● Görev 1: Nusaybin yazısına göre Mor Yakup Kilisesi ile Zeynel Abidin Türbesi ve Camii yılda kaç ziyaretçi ağırlıyor?

● Seçilen metin:
------------------------------
Nusaybin: Unutulmuş Hazineleri ve Turizmde Geri Planda Kalan Tarihi Şehir..
Nusaybin, tarihi mirası, kültürel zenginlikleri ve eşsiz doğasıyla turizmde hak ettiği değeri görmeyen bir medeniyetler şehri. Mor Yakup Kilisesi, Zeynel Abidin Camii, Beyazsu ve daha birçok tarihi alan, bu kadim şehrin turizm potansiyelini gözler önüne seriyor. Ancak Nusaybin, hala dünyaya tanıtılmayı bekleyen bir hazine. Bu yazıda, Nusaybin’in turizmde geri planda kalmasının sebepleri ve bu kadim şehri keşfetmenin önemi ele alınıyor.

Nusaybin buna layık mı?
Tarihin yükünü omuzlamış, nice medeniyete beşiklik etmiş bu kadim şehir… Bugün kendi sessizliğine terk edilmiş gibi.
Oysa Zeynel Abidin Camii, Mor Yakup Kilisesi, Gırnavas Höyüğü, Beyazsu’nun serin akıntıları… Liste uzayıp gidiyor.
Bir yanda taşlara kazınmış binlerce yıllık hikâyeler; diğer yanda çağlayan suların sonsuz fısıltısı.
Peki, Nusaybin neden turizmde geri planda?
Bugün Mardin denince akla Artuklu’nun büyülü sokakları, Midyat’ın taş konakları geliyor.
Oysa Nusaybin de aynı kültürel zenginliğin ayrılmaz bir parçası. Hatta çok daha derin bir geçmişe sahip.
Deyrulzafaran Manastırı, Kasımiye Medresesi, Dara Antik Kenti, Ulu Camii ve daha niceleri…
Ne yazık ki Nusaybin, bu kıymetli mirasın gölgesinde kalıyor.
Bir düşünün:
Mor Evgin Manastırı, Mor Yakup Kilisesi, Mor Abrohom Kilisesi, Mor Malke Manastırı, Ezidi Köyü…
Ve doğanın zarif bir armağanı: Çağ Çağ Vadisi’nden süzülen Beyazsu.
Bunlar anlatmakla bitmez.
Yaşanarak hissedilir.
Böylesine zengin bir mirasın içinde insan ister istemez soruyor:
Peki, sorun nerede?
Asıl mesele şu:
Nusaybin, kendi gücünün ve derinliğinin farkında değil.
Bu topraklar, insanlığın ortak bilgi hazinesinde çoktan yerini aldı; fakat dünya henüz bu sessiz kahramanı yeterince tanımıyor.
Dünyanın ilk üniversitelerinden biri olan Nisibis Akademisi burada doğdu. Yanı başında Zeynel Abidin Türbesi ve Camii ile birlikte, yüzyılların ruhu hâlâ ayakta duruyor.
Ancak…
İki devasa tarih hazinesi için ne kapsamlı bir turizm projesi var, ne de onların hikâyesini dünyaya anlatacak bir irade.
Örneğin, Mor Yakup Kilisesi (MS 313) ile hemen yanındaki Zeynel Abidin Türbesi ve Camii…
2014 yılında UNESCO Dünya Mirası Geçici Listesi’ne girmelerine rağmen yılda yalnızca 15 bin ziyaretçi ağırlıyorlar.
------------------------------
● İşlenecek veriler:

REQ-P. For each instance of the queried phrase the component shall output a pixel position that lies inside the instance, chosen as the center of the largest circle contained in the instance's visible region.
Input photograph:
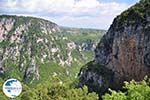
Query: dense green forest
(56, 89)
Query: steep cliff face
(35, 49)
(124, 49)
(23, 42)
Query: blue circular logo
(12, 88)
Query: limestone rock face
(125, 48)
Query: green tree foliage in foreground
(135, 91)
(55, 89)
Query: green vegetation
(133, 91)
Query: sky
(97, 14)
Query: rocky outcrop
(22, 40)
(124, 49)
(27, 44)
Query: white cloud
(78, 13)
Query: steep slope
(35, 49)
(123, 52)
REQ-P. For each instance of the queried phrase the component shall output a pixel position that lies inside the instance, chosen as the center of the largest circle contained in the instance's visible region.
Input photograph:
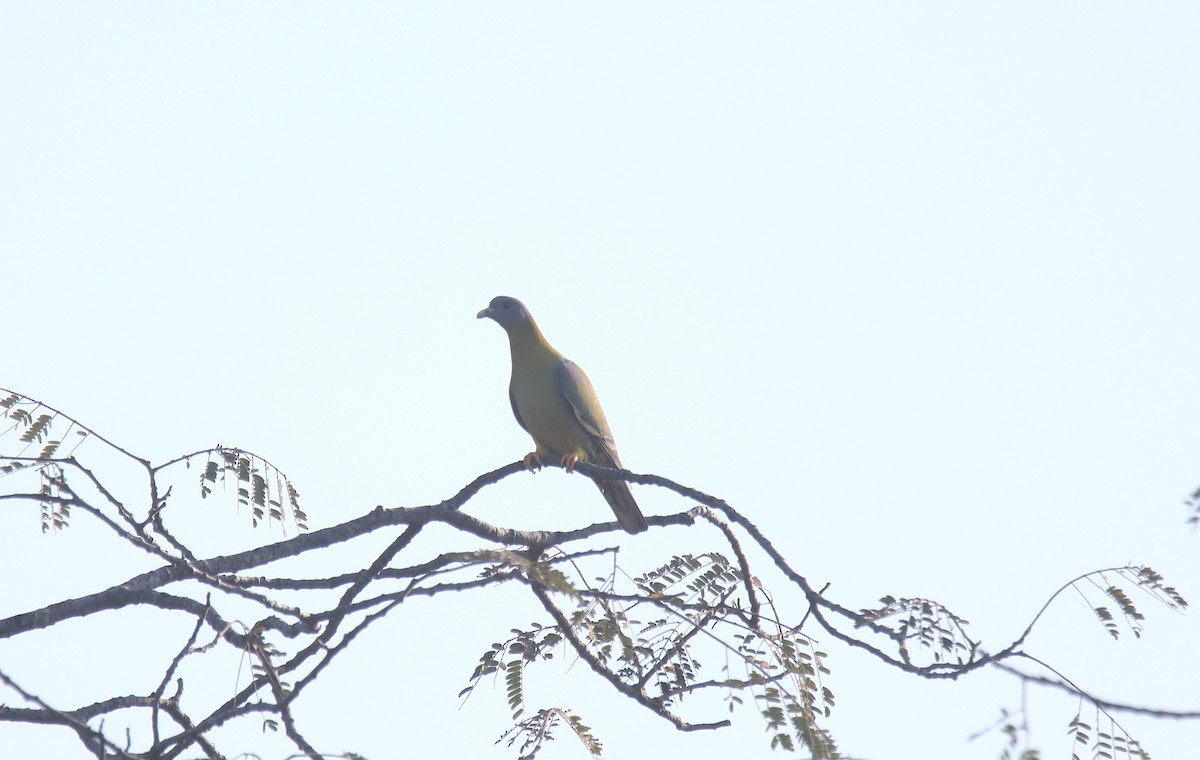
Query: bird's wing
(576, 388)
(516, 413)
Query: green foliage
(940, 633)
(34, 424)
(1111, 586)
(511, 657)
(653, 635)
(1104, 738)
(261, 486)
(535, 731)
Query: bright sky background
(913, 286)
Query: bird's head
(507, 311)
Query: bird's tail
(619, 497)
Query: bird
(555, 402)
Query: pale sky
(912, 286)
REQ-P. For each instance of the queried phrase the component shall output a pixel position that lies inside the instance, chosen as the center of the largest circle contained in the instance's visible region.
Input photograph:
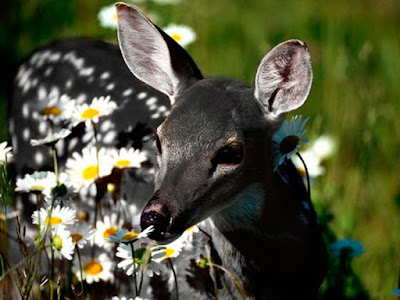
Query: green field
(355, 46)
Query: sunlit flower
(350, 247)
(127, 158)
(288, 139)
(128, 236)
(99, 107)
(106, 228)
(83, 169)
(94, 270)
(5, 153)
(61, 242)
(38, 182)
(60, 216)
(80, 234)
(182, 34)
(52, 138)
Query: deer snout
(159, 217)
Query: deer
(212, 152)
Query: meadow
(355, 47)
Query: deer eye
(228, 155)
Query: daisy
(125, 236)
(127, 158)
(350, 247)
(99, 107)
(105, 228)
(60, 216)
(83, 169)
(61, 242)
(94, 270)
(38, 183)
(287, 140)
(80, 234)
(52, 139)
(182, 34)
(5, 153)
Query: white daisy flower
(61, 242)
(83, 169)
(81, 234)
(38, 182)
(106, 228)
(127, 158)
(182, 34)
(99, 107)
(5, 153)
(60, 216)
(288, 139)
(125, 236)
(94, 270)
(51, 138)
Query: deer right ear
(151, 55)
(284, 78)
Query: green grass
(355, 47)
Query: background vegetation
(355, 47)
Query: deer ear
(151, 55)
(284, 78)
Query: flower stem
(308, 177)
(175, 278)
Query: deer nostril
(159, 221)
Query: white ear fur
(284, 78)
(151, 55)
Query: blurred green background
(355, 97)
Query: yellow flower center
(53, 220)
(123, 163)
(51, 110)
(129, 236)
(89, 113)
(110, 231)
(177, 37)
(76, 237)
(90, 172)
(93, 268)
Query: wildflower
(350, 247)
(127, 158)
(38, 183)
(182, 34)
(99, 107)
(60, 216)
(125, 236)
(80, 234)
(288, 139)
(52, 139)
(94, 270)
(62, 243)
(83, 169)
(5, 153)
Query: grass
(355, 47)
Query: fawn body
(214, 157)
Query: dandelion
(62, 243)
(52, 138)
(60, 216)
(288, 139)
(5, 153)
(99, 107)
(83, 169)
(127, 158)
(350, 247)
(94, 270)
(182, 34)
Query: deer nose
(159, 220)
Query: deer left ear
(284, 78)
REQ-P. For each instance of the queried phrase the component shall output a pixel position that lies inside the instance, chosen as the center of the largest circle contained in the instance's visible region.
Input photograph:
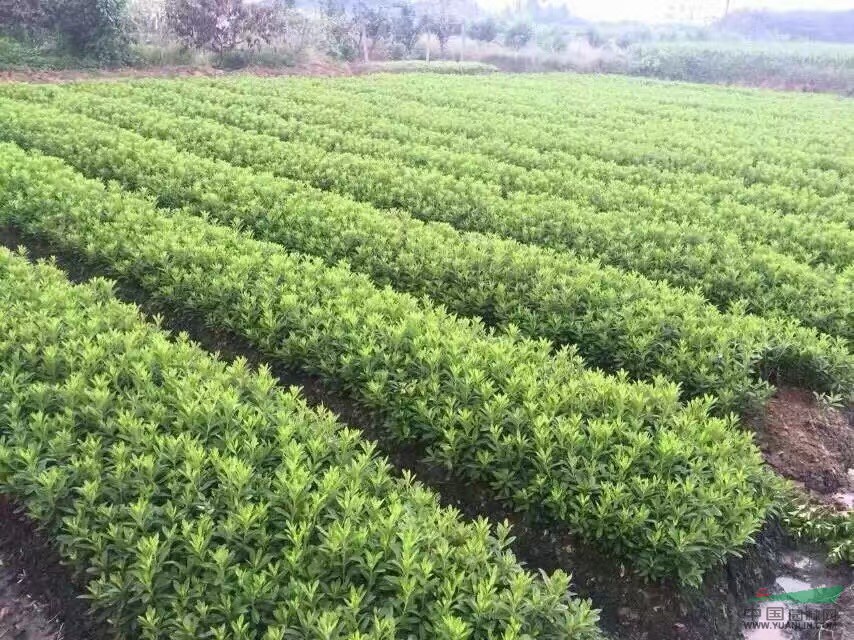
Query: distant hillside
(828, 26)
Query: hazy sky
(656, 10)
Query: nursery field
(567, 292)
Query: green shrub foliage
(616, 319)
(197, 500)
(625, 465)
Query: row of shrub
(715, 261)
(807, 239)
(617, 320)
(626, 466)
(194, 499)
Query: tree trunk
(364, 38)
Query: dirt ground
(800, 439)
(37, 599)
(319, 68)
(806, 442)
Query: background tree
(96, 28)
(404, 27)
(440, 23)
(22, 17)
(374, 26)
(214, 25)
(485, 30)
(518, 35)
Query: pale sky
(658, 10)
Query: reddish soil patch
(38, 600)
(317, 68)
(806, 442)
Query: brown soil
(845, 622)
(37, 600)
(631, 608)
(805, 442)
(316, 68)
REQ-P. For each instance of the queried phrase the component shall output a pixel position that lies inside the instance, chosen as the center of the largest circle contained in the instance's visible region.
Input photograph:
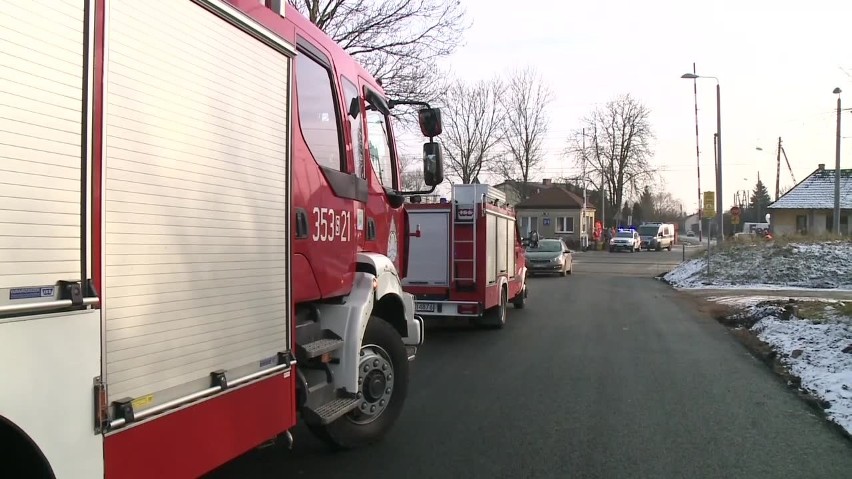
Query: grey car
(549, 256)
------------------------------
● Görev 2: Kayıtlarda "Query: dirt ground" içeren satırdan kayıtların sonuna kadar, iki uç da dahil olmak üzere, satırları Sıra ve Satır sütunlarından oluşan bir Markdown tablosuna dönüştürün ve boş satırları atlayın. Resimleri yanıta almayın.

● Alıştırma sonucu 1: Yılda yalnızca 15 bin ziyaretçi ağırlıyorlar.

● Alıştırma sonucu 2:
| Sıra | Satır |
|---|---|
| 1 | Query: dirt ground |
| 2 | (800, 439) |
| 3 | (37, 599) |
| 4 | (319, 68) |
| 5 | (806, 442) |
| 6 | Query: background tree |
| 7 | (96, 28) |
| 8 | (404, 27) |
| 9 | (440, 23) |
| 10 | (22, 17) |
| 11 | (374, 26) |
| 12 | (214, 25) |
| 13 | (485, 30) |
| 14 | (518, 35) |
| 15 | Query: pale sky |
| 16 | (658, 10) |
| 17 | Query: reddish soil patch |
| 18 | (38, 600) |
| 19 | (317, 68) |
| 20 | (806, 442) |
| 21 | Query: brown soil |
| 22 | (845, 622) |
| 23 | (37, 600) |
| 24 | (631, 608) |
| 25 | (805, 442) |
| 26 | (316, 68) |
| 27 | REQ-P. For each instance of the queried phrase the component shall output a pixel position that lies inside the instance, chosen as the center of the largest circle contained in the instance's visible region. |
| 28 | Input photograph: |
| 29 | Query: grey car |
| 30 | (549, 256) |